WORK TO DO — Please reproduce every line of the records from the line with "of the grassy" through the end of the records, changing nothing except to shift each coordinate in the answers by adding 127 to it.

----- EXERCISE INPUTS

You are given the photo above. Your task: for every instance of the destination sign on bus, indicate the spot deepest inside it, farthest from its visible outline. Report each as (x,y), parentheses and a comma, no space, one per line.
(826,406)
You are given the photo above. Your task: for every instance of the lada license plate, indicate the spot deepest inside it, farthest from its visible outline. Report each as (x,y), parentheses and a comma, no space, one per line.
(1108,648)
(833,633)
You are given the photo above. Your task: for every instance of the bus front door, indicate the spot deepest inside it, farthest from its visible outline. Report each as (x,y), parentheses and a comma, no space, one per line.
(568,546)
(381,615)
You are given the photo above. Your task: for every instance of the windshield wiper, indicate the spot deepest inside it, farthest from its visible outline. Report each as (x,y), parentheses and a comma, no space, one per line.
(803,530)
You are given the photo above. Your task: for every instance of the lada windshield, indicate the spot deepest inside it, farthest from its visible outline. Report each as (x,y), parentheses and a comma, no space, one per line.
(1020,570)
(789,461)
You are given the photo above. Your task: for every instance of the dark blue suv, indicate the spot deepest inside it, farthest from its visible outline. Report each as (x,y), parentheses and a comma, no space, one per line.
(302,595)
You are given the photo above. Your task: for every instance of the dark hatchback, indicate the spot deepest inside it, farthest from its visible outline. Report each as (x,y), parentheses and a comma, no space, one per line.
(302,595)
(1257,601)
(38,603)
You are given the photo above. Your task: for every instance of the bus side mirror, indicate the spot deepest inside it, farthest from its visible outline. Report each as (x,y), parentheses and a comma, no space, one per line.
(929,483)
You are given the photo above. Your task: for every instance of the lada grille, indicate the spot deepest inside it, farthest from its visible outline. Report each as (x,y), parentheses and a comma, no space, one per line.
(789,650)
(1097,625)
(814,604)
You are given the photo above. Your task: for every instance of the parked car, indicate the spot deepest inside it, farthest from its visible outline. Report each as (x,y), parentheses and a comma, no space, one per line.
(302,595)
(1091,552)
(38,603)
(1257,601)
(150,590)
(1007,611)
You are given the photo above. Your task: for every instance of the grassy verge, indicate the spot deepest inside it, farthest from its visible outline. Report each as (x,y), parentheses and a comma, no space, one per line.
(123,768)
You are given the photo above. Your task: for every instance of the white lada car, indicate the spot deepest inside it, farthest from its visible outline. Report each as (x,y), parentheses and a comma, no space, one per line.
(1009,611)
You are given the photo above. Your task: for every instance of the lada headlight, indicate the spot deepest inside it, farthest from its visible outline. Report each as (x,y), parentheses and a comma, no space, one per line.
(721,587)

----------

ANSWER —
You are given the photo above. Your task: for every instance of the grassy verge, indicate the spot deepest inside it, farthest from its visible outline. Report each as (x,y), parentheses and a comma, no space, one per line.
(250,895)
You are given the photo above. Your task: for every instance of the white lada car, indicate the spot deepest inside it, farthest from its visible outline. Report each as (x,y), parentheses and a comma, no space, one per line.
(1136,738)
You are given the photo above. Your task: for every instance of the lada headlight, indicate the spot deepest inside it, farthest from its visible outline. Report each as (x,y), parentheses and a comma, no space, one per line.
(848,714)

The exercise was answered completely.